• _What to work on_
How many of the lines below contain the string "small"? Case counts. Reply with the number alone.

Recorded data

[START]

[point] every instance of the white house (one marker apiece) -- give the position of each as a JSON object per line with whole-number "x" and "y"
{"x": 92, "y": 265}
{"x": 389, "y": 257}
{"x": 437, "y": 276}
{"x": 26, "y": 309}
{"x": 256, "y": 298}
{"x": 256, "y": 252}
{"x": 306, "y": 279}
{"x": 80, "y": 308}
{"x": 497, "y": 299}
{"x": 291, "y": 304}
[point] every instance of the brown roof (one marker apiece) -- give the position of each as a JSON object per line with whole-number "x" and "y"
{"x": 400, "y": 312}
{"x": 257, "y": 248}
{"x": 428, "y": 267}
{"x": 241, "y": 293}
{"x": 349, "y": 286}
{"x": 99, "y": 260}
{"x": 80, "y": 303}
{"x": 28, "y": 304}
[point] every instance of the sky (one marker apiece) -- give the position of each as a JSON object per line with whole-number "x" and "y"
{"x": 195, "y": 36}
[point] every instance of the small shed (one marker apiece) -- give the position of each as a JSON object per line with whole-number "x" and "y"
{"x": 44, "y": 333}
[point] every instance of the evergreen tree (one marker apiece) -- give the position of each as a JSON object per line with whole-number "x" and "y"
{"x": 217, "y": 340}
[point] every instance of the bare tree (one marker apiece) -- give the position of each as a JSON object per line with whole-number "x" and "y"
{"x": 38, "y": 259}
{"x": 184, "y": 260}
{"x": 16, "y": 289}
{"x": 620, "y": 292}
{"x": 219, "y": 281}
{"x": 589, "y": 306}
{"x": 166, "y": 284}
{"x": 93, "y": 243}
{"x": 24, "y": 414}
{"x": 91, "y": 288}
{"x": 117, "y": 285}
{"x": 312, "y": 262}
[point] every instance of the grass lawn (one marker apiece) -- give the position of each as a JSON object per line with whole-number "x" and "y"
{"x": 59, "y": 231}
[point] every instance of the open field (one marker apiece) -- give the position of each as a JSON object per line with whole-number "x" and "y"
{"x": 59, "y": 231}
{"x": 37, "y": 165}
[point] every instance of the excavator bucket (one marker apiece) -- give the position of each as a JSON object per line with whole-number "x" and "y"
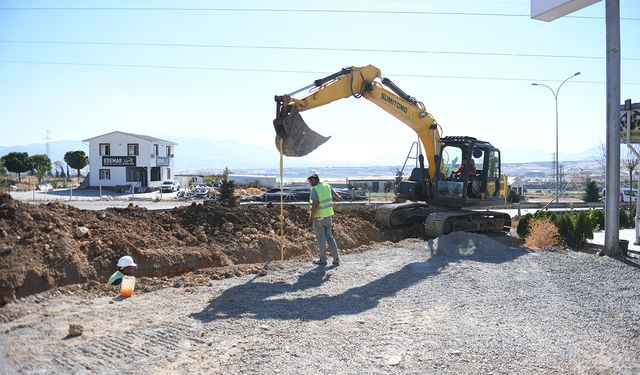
{"x": 298, "y": 138}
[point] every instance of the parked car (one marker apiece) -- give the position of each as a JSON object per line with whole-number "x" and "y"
{"x": 625, "y": 194}
{"x": 169, "y": 186}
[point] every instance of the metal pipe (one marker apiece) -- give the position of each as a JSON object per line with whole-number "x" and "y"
{"x": 612, "y": 184}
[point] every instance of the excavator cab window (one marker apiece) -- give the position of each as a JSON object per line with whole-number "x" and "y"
{"x": 452, "y": 185}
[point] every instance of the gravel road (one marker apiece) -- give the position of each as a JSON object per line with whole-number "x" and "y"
{"x": 460, "y": 304}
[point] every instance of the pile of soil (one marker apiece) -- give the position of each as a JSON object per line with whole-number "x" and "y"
{"x": 52, "y": 245}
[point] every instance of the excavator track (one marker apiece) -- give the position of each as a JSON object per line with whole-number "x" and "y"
{"x": 400, "y": 214}
{"x": 440, "y": 223}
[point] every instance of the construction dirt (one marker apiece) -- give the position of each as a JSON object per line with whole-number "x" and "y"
{"x": 52, "y": 245}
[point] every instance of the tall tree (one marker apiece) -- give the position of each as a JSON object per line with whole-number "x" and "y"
{"x": 17, "y": 162}
{"x": 58, "y": 168}
{"x": 76, "y": 160}
{"x": 226, "y": 187}
{"x": 591, "y": 193}
{"x": 40, "y": 161}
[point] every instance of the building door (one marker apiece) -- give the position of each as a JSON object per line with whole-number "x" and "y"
{"x": 142, "y": 176}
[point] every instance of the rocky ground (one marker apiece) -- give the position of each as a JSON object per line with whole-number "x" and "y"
{"x": 51, "y": 245}
{"x": 462, "y": 303}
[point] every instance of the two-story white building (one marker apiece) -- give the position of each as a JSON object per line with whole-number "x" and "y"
{"x": 119, "y": 158}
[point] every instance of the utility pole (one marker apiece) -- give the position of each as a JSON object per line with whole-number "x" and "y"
{"x": 612, "y": 184}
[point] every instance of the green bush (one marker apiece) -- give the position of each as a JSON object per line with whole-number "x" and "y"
{"x": 597, "y": 219}
{"x": 523, "y": 225}
{"x": 574, "y": 227}
{"x": 624, "y": 219}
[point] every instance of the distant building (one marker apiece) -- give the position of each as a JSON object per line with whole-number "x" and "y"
{"x": 248, "y": 180}
{"x": 516, "y": 184}
{"x": 119, "y": 158}
{"x": 373, "y": 184}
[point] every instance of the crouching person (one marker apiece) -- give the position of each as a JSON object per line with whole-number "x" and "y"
{"x": 126, "y": 266}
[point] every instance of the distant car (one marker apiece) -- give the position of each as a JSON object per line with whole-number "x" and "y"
{"x": 625, "y": 194}
{"x": 169, "y": 186}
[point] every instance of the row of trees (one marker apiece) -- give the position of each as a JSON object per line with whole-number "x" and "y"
{"x": 40, "y": 164}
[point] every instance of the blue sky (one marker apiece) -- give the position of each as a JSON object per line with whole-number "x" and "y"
{"x": 210, "y": 69}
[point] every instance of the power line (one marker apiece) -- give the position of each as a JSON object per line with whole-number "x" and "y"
{"x": 285, "y": 71}
{"x": 136, "y": 9}
{"x": 131, "y": 44}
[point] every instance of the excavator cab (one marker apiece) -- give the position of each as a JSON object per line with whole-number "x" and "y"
{"x": 470, "y": 173}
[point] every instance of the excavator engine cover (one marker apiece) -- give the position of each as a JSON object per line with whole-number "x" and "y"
{"x": 298, "y": 138}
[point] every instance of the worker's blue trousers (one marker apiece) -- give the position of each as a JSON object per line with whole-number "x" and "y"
{"x": 323, "y": 227}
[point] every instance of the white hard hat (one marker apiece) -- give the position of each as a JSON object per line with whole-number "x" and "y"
{"x": 126, "y": 261}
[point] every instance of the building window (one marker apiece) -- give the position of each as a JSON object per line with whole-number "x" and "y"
{"x": 155, "y": 174}
{"x": 105, "y": 174}
{"x": 131, "y": 174}
{"x": 105, "y": 149}
{"x": 132, "y": 149}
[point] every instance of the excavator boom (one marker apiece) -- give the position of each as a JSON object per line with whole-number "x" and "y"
{"x": 299, "y": 140}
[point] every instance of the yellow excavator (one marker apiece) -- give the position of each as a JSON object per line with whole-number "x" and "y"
{"x": 461, "y": 173}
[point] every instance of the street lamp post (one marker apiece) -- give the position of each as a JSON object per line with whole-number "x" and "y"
{"x": 555, "y": 96}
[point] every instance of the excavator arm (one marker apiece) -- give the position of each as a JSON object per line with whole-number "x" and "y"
{"x": 297, "y": 139}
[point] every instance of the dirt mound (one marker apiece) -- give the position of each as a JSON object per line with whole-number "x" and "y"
{"x": 48, "y": 246}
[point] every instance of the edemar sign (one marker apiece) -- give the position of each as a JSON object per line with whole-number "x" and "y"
{"x": 630, "y": 110}
{"x": 118, "y": 161}
{"x": 162, "y": 161}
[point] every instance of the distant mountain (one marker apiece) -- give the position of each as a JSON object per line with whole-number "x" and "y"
{"x": 206, "y": 155}
{"x": 530, "y": 156}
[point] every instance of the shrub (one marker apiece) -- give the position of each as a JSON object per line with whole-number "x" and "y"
{"x": 566, "y": 229}
{"x": 513, "y": 197}
{"x": 542, "y": 233}
{"x": 597, "y": 219}
{"x": 624, "y": 218}
{"x": 583, "y": 230}
{"x": 523, "y": 225}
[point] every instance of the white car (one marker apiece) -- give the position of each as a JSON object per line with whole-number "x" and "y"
{"x": 169, "y": 186}
{"x": 625, "y": 194}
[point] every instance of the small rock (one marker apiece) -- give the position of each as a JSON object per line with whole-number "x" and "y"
{"x": 75, "y": 330}
{"x": 394, "y": 360}
{"x": 82, "y": 232}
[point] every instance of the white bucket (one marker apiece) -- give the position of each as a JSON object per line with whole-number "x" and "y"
{"x": 127, "y": 286}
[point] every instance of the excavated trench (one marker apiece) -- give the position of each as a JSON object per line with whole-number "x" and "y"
{"x": 53, "y": 245}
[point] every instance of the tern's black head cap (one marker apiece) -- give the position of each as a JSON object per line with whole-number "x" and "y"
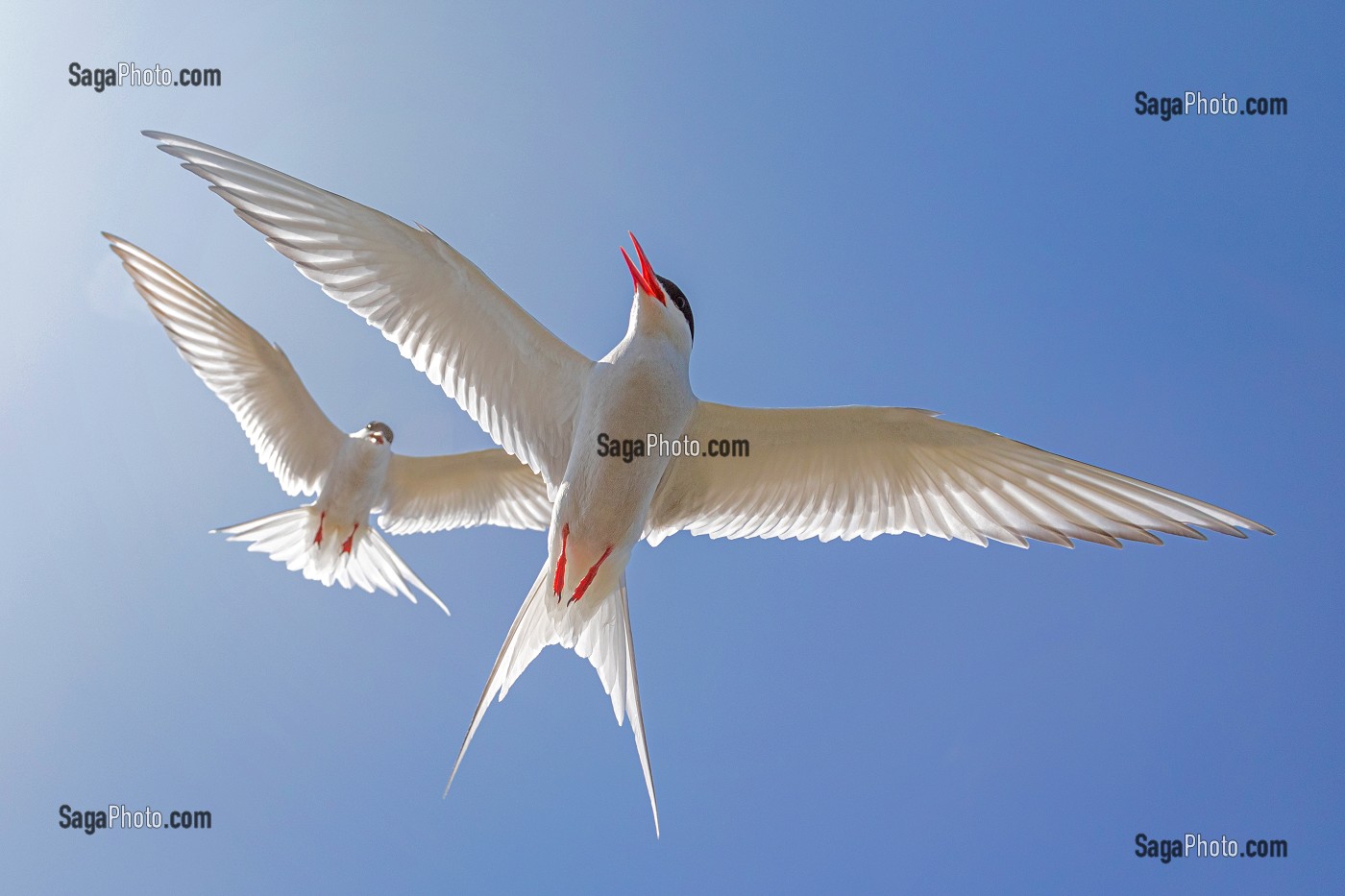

[END]

• _Right answer_
2